• _Requirement_:
For each line of the data below that contains "then", return that line.

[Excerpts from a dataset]

'''

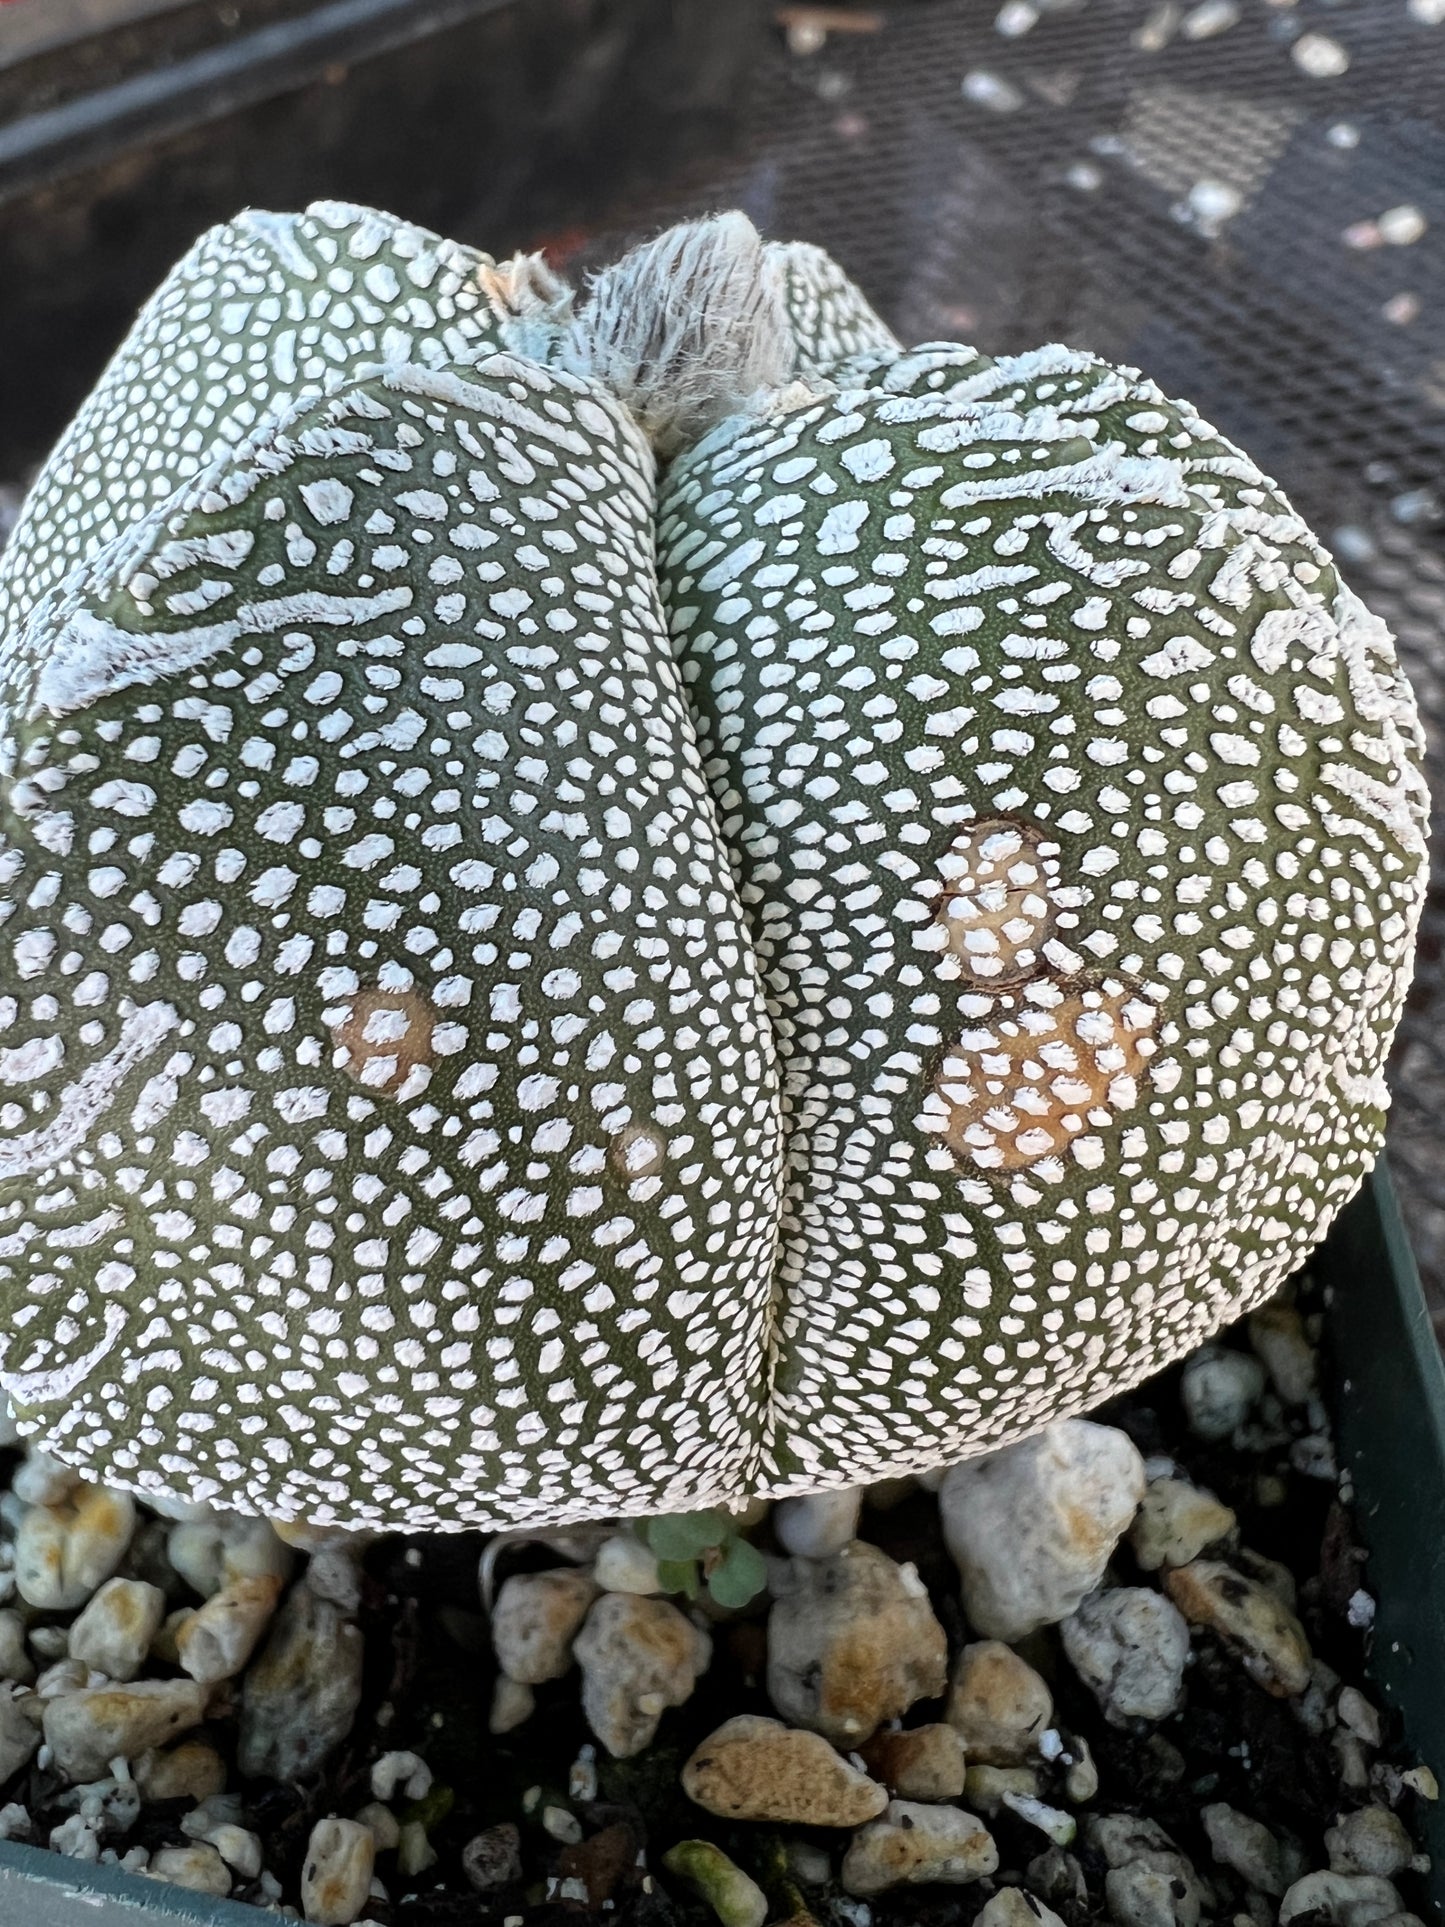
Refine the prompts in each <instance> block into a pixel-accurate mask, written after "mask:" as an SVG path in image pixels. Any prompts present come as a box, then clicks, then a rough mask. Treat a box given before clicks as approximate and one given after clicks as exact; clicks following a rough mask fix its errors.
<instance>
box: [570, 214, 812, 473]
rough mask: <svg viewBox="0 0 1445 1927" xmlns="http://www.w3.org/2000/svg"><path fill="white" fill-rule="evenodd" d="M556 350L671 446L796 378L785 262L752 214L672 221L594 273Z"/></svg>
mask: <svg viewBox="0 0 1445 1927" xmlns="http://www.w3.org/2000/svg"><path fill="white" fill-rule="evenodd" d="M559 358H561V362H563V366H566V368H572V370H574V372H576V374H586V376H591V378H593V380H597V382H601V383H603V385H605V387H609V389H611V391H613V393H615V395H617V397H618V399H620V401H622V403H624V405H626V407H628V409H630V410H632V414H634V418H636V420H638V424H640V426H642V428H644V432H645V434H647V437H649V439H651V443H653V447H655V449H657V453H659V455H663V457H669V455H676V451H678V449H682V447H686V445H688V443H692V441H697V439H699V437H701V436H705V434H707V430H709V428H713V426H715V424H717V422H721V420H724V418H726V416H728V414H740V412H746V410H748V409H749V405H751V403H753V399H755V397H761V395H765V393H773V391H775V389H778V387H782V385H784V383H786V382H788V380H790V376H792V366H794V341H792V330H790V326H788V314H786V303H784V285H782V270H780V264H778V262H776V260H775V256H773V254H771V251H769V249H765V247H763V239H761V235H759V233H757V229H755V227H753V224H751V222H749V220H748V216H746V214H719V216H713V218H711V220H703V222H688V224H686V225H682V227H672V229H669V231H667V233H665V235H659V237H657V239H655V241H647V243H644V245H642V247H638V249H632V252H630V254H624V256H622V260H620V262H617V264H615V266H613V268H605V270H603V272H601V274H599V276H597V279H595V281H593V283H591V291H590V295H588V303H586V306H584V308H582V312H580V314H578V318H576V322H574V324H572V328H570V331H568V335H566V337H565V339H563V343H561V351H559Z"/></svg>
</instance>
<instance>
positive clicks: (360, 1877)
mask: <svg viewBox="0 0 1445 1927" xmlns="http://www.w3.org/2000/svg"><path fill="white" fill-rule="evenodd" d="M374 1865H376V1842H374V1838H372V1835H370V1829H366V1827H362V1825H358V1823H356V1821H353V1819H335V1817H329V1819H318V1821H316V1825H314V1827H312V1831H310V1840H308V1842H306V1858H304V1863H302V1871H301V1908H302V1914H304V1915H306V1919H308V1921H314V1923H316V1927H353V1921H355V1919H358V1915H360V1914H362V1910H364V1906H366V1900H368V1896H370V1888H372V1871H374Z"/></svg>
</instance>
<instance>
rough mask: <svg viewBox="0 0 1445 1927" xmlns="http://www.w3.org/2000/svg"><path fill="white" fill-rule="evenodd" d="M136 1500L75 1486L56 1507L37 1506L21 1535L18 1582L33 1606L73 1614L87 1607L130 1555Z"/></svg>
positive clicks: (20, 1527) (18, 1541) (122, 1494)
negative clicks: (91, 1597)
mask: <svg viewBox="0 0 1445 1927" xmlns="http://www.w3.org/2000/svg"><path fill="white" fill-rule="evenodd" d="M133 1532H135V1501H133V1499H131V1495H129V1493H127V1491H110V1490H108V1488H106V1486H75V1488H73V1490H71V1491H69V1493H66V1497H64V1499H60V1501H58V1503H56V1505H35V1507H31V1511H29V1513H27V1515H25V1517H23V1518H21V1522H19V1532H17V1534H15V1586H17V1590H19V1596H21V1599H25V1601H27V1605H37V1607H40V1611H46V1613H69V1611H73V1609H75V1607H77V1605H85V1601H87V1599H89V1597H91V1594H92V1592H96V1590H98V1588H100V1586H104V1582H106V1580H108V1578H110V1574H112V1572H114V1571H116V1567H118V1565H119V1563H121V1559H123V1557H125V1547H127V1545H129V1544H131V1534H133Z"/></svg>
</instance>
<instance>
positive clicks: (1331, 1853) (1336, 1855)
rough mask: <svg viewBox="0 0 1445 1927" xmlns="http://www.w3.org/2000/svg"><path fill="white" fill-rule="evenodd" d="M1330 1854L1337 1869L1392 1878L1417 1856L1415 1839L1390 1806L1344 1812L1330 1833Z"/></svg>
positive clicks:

'''
'''

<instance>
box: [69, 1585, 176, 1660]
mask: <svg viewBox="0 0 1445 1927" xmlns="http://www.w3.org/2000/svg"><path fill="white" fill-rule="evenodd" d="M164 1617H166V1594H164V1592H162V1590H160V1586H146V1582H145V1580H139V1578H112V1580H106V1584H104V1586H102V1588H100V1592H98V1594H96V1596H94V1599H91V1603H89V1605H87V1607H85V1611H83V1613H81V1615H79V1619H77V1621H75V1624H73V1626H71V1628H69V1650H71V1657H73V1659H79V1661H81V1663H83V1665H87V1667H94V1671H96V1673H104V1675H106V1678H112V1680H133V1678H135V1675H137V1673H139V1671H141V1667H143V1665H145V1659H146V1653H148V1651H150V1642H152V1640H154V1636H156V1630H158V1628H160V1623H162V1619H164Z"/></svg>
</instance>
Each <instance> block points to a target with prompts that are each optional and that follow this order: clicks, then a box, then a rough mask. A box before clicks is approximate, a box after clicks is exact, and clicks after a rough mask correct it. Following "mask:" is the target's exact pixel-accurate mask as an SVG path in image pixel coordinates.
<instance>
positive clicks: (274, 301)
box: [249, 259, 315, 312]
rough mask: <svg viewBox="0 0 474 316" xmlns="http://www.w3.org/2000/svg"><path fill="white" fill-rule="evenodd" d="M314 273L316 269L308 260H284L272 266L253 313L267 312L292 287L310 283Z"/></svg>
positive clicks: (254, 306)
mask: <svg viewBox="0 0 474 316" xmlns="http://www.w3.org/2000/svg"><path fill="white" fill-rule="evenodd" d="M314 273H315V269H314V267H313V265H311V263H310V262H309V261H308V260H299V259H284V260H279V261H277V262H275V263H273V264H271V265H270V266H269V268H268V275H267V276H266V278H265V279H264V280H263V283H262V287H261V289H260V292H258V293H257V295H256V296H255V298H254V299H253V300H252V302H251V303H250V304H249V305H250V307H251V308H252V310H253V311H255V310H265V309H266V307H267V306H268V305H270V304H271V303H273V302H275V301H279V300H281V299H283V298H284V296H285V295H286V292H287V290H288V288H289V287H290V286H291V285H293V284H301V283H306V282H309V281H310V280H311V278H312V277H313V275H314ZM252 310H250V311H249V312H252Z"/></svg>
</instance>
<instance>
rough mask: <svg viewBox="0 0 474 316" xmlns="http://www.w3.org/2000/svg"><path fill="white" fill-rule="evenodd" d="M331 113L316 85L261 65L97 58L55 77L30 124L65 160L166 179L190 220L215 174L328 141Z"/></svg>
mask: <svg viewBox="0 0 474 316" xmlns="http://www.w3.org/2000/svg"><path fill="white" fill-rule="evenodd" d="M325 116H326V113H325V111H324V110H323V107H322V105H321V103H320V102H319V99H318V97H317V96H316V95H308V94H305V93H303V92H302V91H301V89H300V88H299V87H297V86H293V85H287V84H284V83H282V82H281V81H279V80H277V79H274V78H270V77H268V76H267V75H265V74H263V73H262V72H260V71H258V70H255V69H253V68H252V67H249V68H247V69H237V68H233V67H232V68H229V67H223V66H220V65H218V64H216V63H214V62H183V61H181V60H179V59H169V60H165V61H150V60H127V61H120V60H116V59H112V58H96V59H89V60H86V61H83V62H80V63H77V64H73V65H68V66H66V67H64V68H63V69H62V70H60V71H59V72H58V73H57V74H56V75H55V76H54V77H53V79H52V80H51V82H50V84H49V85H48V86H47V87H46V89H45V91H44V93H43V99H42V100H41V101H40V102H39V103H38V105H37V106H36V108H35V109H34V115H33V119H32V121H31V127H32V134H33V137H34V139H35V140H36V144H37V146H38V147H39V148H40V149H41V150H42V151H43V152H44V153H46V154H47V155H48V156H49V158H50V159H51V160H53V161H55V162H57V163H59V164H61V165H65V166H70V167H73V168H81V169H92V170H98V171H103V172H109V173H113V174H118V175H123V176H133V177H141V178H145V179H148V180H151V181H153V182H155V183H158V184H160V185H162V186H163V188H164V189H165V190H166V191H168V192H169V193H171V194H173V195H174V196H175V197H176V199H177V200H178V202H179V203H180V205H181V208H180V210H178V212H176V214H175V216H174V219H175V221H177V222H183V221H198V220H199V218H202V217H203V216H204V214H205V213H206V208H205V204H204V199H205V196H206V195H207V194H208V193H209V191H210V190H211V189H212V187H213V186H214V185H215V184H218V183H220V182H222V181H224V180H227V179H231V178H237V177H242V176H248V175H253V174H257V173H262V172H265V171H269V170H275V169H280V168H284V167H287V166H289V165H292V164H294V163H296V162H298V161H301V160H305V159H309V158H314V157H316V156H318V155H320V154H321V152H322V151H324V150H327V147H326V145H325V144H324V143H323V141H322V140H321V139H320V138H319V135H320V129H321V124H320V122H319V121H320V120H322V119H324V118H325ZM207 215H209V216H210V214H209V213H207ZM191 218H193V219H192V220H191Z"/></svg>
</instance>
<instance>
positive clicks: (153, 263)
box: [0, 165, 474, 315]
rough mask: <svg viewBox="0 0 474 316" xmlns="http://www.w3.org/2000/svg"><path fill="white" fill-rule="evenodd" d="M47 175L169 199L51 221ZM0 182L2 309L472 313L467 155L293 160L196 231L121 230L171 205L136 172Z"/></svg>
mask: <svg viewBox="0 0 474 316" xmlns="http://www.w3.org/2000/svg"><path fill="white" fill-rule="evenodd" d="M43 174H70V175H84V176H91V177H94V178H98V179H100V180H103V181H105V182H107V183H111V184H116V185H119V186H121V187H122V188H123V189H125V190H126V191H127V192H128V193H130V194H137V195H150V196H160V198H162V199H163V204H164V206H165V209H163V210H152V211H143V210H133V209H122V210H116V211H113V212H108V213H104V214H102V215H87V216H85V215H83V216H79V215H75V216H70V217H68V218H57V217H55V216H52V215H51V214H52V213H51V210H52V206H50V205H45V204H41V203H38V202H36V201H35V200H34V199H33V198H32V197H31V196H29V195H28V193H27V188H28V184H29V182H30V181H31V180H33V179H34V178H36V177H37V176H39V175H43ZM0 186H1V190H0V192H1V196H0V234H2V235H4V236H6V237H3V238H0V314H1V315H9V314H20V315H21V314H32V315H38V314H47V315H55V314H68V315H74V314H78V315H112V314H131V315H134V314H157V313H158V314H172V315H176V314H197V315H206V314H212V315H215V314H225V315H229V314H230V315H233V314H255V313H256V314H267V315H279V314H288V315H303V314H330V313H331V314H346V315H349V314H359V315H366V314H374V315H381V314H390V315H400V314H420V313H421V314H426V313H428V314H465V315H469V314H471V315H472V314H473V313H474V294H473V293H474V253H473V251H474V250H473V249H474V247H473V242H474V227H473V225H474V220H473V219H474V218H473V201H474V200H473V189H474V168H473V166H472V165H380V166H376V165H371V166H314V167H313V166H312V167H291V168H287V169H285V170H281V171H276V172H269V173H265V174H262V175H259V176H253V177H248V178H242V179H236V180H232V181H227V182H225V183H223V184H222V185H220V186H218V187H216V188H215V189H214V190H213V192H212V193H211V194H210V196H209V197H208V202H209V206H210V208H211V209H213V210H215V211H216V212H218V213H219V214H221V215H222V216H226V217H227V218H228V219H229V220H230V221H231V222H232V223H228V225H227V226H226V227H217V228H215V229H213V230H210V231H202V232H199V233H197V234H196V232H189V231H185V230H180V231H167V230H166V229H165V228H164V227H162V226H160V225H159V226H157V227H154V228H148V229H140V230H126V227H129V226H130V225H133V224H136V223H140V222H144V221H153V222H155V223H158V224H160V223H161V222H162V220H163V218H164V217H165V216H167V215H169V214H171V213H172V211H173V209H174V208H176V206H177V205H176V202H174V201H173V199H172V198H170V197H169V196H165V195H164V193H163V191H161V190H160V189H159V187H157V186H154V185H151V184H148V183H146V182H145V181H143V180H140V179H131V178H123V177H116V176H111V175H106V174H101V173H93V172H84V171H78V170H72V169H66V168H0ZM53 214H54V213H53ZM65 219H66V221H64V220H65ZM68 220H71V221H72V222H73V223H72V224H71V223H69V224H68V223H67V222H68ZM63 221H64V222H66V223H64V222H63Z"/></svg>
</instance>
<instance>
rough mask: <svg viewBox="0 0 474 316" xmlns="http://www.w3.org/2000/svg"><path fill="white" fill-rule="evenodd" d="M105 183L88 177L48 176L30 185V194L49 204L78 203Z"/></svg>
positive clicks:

'''

• _Completed exercise_:
Refine the prompts in each <instance> block into a pixel-accurate mask, written after "mask:" as an SVG path in image pixels. Any prompts present come as a box, then clicks, then a rough mask. Treat a box given before clicks as approximate and one given after clicks as exact; clicks following a rough mask fix its errors.
Each <instance> block points to a target with prompts that are each optional and that follow this order: clicks, then a box, then a rough mask. A box before clicks is approximate, a box after clicks is exact, and clicks after a rough mask correct it. Following "mask:" is the target's exact pixel-accurate mask as an SVG path in image pixel coordinates.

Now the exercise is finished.